# SUPPLIED PASSAGE:

· · ·

Mother–child pretend play

Mother–child pretend play was examined by coding a video-recorded play interaction between the mother–child dyad during the baseline home visit. A bag containing a toy picnic set, two hand puppets and a car was given to the dyad and parents were encouraged to play with their child as they ‘normally would’ using the toys provided. The mother–child interaction was video-recorded for five minutes by the researcher using a hand-held camera.

Videos of mother–child play interaction were later analysed at five-second segments using the software ELAN (2017). Researchers who coded the videos were not involved in data collection and were blind to family characteristics when conducting the coding. For each five-second segment of the videos, the code “mother pretend” was assigned if the mother exhibited any pretend play behaviour during the segment. The code “mother non-pretend” was assigned if the mother did not exhibit any pretend play during the segment. Likewise, the code “child pretend” or “child non-pretend” was assigned to each segment depending on whether the child exhibited any pretend behaviour (e.g., pouring the toy teapot, drinking from an empty cup. See Appendix for the detailed coding scheme). Reliability coding was conducted with an independent coder based on time-aligned segments from 19 randomly selected videos (32% of 60 videos). Cohen’s Kappa for parent pretend and child pretend were 0.8 and 0.825, respectively. A child (or mother) pretend play score was obtained by dividing the total number of segments coded as “child pretend” (or “mother pretend”) for each child (or mother) by the total number of segments coded for the child (or mother).

Maternal anxiety

Maternal anxiety was measured using the Generalised Anxiety Disorder 7 (GAD-7) [31], a seven-item questionnaire that has been widely used in research as a general measure of anxiety in adults. Mothers were asked how often they were bothered by each problem (“not at all” = 0, “several days” = 1, “more than half the days” = 2, or “nearly every day” = 3) during the last two weeks. A total score was obtained by summing all items, with severity ranging from minimal (i.e., 0–4), to mild (i.e., 5–9), moderate (i.e., 10–14), and severe (i.e., 15–21).

Maternal depression

Maternal depression was measured using the Patient Health Questionnaire 9 (PHQ-9), a nine-item questionnaire that has been widely used to index depression severity [15]. Each item was scored on the frequency of a problem experienced by the mothers over the past two weeks (“not at all” = 0, “several days” = 1, “more than half the days” = 2, or “nearly every day” = 3). A total score was obtained by summing all items of the questionnaire and ranged from 0 to 27, with 5, 10, 15, and 20 representing the lower limits of mild, moderate, moderately severe, and severe depression.

· · ·

# GIVEN RECORDS:
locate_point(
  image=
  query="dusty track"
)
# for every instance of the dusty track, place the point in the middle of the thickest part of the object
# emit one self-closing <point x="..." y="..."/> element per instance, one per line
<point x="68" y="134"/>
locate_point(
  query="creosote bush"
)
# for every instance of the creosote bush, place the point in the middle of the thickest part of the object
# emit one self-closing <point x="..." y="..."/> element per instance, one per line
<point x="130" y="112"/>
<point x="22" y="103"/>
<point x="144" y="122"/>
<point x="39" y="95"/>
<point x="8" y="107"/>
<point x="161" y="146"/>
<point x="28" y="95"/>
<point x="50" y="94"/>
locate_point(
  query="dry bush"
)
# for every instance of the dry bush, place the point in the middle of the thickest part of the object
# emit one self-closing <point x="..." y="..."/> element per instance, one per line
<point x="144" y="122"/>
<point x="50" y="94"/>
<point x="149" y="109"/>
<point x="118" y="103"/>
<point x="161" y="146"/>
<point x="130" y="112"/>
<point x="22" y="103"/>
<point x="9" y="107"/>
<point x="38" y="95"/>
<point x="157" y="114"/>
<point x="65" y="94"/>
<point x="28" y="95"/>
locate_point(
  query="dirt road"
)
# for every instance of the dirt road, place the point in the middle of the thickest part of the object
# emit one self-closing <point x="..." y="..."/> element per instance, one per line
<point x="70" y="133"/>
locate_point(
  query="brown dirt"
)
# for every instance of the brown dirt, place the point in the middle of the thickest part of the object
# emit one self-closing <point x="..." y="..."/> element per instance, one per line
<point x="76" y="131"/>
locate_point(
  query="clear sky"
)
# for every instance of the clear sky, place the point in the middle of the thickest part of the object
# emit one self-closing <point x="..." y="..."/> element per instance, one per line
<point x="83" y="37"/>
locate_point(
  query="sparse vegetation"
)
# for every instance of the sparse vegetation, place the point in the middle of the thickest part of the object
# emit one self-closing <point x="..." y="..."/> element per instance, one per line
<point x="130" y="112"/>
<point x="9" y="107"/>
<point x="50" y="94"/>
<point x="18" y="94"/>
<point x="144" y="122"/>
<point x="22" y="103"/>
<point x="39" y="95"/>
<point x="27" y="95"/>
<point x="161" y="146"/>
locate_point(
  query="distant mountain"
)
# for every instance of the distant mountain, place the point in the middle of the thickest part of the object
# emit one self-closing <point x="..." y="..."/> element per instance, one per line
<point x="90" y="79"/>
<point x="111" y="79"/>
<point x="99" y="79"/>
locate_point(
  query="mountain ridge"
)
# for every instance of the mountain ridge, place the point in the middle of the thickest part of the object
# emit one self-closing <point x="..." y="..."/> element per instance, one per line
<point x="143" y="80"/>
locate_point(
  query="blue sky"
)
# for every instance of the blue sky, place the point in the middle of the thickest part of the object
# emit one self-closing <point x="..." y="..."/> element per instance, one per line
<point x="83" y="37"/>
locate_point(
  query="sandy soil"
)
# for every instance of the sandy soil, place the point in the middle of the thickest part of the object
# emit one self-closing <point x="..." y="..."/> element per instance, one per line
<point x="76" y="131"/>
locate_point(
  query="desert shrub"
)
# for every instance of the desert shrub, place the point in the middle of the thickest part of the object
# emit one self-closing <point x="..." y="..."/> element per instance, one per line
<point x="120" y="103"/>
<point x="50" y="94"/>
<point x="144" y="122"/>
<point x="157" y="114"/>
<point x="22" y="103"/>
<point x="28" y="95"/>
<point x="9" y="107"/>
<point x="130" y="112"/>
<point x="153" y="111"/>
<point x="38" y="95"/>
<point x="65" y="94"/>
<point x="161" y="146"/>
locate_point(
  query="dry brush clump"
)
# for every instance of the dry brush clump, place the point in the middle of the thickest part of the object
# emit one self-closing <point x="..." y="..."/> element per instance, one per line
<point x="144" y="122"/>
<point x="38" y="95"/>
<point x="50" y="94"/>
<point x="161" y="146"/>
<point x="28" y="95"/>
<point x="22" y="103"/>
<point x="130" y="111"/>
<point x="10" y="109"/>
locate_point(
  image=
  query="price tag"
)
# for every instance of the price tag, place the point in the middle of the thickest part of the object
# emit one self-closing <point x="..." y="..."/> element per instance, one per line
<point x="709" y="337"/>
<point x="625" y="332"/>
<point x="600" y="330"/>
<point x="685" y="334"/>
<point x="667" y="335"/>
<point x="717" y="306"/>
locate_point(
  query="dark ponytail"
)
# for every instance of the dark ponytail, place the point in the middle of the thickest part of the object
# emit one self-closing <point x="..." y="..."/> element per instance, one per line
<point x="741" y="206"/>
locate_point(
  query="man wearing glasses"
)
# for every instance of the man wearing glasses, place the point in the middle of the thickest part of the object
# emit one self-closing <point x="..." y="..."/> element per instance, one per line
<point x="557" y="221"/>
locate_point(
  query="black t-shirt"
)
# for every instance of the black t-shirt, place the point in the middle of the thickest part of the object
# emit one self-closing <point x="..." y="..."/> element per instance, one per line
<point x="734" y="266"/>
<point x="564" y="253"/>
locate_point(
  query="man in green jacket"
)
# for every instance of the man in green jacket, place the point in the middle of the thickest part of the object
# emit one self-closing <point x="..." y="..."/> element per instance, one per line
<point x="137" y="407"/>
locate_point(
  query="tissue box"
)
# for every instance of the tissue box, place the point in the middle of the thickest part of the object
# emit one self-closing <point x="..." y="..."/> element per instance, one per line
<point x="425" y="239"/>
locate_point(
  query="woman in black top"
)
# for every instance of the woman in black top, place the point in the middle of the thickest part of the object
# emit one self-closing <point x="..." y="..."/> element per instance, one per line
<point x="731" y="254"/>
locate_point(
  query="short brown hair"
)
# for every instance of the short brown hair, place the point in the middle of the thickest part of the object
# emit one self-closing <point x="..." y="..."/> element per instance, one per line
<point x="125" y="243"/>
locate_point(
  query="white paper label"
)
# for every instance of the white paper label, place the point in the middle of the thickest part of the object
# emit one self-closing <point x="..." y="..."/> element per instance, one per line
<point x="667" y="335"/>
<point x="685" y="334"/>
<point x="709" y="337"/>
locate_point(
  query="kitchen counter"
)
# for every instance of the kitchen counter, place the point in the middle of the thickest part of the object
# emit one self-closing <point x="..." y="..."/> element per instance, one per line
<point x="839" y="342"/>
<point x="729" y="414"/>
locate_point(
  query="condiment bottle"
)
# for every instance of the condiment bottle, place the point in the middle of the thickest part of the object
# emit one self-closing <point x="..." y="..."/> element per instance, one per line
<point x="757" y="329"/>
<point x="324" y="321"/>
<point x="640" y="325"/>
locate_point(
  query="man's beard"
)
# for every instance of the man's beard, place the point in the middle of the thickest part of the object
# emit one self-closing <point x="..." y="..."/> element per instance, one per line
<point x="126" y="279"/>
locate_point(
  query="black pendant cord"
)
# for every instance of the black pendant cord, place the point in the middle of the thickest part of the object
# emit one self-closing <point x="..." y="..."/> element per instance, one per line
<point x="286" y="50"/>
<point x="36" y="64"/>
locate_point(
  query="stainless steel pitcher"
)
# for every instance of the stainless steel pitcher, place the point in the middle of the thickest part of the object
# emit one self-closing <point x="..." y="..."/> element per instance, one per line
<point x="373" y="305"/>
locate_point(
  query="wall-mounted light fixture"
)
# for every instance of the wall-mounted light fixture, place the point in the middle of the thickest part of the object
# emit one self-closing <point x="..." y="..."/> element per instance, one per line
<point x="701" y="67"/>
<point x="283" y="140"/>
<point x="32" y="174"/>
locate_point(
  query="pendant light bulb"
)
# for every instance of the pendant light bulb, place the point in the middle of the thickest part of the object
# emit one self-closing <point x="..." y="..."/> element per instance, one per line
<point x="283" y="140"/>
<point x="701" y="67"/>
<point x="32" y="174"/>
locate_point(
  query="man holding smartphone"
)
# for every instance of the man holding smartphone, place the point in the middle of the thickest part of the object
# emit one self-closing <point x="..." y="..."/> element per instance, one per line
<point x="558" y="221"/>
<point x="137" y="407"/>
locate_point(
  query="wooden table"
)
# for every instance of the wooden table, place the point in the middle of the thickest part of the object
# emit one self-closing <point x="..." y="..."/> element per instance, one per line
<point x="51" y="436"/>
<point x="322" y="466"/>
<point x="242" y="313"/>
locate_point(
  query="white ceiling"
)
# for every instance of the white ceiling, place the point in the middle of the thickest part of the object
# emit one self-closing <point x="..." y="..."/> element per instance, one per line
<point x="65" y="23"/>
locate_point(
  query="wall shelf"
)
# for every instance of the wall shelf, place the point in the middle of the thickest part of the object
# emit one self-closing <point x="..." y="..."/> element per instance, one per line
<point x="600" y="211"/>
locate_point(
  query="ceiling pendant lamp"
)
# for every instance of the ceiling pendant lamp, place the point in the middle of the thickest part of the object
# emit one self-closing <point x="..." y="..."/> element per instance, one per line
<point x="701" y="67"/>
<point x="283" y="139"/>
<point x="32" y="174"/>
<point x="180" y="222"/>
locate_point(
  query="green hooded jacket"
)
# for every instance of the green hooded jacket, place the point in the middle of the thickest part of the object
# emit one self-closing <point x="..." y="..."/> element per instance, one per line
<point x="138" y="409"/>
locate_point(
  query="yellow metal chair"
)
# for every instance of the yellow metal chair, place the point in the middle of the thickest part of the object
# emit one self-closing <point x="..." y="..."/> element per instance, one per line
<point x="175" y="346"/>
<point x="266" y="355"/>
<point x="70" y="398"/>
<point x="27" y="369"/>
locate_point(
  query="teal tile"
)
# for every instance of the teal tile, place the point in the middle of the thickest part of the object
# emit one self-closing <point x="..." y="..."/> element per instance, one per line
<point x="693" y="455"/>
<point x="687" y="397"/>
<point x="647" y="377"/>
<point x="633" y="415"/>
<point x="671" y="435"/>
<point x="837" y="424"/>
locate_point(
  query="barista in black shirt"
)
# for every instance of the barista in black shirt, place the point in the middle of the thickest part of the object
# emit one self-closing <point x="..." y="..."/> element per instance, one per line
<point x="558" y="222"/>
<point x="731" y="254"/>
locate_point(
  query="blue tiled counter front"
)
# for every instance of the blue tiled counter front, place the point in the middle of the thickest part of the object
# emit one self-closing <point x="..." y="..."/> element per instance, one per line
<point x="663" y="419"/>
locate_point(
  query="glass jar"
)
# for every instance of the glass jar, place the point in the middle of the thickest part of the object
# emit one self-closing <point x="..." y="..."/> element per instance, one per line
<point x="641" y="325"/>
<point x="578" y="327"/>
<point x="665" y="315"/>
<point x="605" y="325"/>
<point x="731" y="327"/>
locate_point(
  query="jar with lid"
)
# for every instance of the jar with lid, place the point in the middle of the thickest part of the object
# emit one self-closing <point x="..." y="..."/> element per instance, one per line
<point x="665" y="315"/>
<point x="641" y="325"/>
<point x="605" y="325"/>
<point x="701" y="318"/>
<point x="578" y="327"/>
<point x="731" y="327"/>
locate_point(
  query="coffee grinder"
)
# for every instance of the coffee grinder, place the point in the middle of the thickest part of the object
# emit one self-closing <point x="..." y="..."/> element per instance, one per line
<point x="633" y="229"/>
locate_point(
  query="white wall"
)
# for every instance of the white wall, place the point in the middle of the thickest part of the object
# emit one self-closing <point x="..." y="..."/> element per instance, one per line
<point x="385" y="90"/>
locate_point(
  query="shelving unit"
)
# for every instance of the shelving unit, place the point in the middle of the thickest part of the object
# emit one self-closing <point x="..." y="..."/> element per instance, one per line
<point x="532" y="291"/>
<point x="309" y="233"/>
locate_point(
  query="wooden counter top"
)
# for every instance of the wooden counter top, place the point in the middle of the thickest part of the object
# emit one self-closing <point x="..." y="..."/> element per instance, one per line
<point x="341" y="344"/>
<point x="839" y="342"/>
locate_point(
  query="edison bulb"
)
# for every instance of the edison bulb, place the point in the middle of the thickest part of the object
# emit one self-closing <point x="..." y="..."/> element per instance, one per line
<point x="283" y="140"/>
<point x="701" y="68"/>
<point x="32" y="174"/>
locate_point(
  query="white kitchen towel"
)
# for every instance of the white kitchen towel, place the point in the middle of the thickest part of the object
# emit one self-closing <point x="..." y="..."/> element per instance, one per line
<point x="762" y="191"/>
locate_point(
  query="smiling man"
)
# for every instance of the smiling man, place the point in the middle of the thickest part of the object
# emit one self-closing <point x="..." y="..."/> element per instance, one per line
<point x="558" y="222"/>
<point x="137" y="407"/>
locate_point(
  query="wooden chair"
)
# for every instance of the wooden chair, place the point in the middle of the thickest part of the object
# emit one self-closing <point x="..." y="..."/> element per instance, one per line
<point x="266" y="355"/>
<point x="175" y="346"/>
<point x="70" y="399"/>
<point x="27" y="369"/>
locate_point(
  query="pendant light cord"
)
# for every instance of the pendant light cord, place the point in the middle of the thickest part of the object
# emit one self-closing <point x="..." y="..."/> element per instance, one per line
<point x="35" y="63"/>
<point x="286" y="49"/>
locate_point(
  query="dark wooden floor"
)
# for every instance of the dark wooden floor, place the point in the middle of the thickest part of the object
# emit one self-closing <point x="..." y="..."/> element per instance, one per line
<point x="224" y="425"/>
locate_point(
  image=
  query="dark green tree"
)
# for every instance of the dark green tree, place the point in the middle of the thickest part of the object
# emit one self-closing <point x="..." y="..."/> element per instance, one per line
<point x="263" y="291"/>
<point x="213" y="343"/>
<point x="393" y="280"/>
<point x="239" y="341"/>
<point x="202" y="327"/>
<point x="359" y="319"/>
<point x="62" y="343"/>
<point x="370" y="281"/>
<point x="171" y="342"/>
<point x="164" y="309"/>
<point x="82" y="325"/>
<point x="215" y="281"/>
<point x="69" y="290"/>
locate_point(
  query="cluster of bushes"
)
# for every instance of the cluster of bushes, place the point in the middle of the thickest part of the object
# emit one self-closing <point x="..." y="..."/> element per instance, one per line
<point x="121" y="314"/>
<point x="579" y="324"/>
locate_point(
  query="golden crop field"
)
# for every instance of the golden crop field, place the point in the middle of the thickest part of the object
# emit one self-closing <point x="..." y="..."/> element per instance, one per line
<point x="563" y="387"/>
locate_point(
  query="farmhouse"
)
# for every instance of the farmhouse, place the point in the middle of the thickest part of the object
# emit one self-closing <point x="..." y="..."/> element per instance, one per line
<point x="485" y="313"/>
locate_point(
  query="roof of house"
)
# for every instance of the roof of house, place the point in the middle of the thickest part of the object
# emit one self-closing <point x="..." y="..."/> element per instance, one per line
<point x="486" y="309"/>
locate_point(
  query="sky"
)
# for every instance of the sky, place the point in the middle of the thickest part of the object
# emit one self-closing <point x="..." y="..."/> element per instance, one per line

· · ·

# TASK REQUIREMENTS:
Carry on the methods text about mother–child play and maternal mood measures, starting after its last sentence. The listing plays no part in the work here.

# TASK OUTPUT:
Child behaviour problems at baseline and 2-year follow-up

Child behaviour at baseline and at 2-year follow-up were measured by the Child Behaviour Checklist/1½—5 (CBCL/1½-5; [1]), a widely used questionnaire that has been standardised with children aged 18 months to 5 years old. The questionnaire included 100 items measuring a broad range of behavioural problems young children may exhibit. Mothers were asked to rate the degree to which they believe it was true for the past two months, with each item scored 0 (not true), 1 (somewhat/sometimes true), or 2 (very/often true). The total CBCL score was used for the current study.

Planned analysis

There were three hypotheses for the current study. The first hypothesis was that higher maternal anxiety level would predict lower frequency of both mother and child pretend play. The second hypothesis was that higher maternal depression level would predict lower frequency of both mother and child pretend play. A linear regression model using maternal anxiety score (for the first hypothesis), or maternal depression score (for the second hypothesis) to predict mother pretend play frequency would be first tested. Hierarchical linear regression would then be tested using maternal anxiety score (for the first hypothesis), or maternal depression score (for the second hypothesis) to predict child pretend play frequency, controlling for mother pretend play frequency.

The third hypothesis was that higher frequency of mother pretend play at baseline would predict fewer child behavioural problems at 2-year follow-up, controlling for baseline child behavioural problems, baseline maternal anxiety and depression scores. Hierarchical linear regression would be used for testing this hypothesis. If mother pretend play significantly predicted child behavioural problems, the interactions between mother pretend play and baseline child behavioural problems, maternal anxiety and/or depression would be tested.

Results

Descriptive statistics

Statistical analyses were conducted using SPSS. As can be seen from Table 1, mothers on average engaged in pretend play more frequently (28% compared to 18% of the 60 five-second segments) than their children during the five-minute interaction. A strong correlation was observed between the frequencies of mother pretend play and child pretend play (r (58) = 0.71, p < 0.001). Neither mother pretend play nor child pretend play frequency was significantly correlated with child age. No significant difference was observed in child or mother pretend play frequency in terms of child gender (t (58) =  − 0.40, p = . 688 and t (58) =  − 0.44, p = 0.665 respectively). No gender difference was observed in behavioural problems at 2-year follow-up (t (54.61) =  − 0.70, p = 0.487).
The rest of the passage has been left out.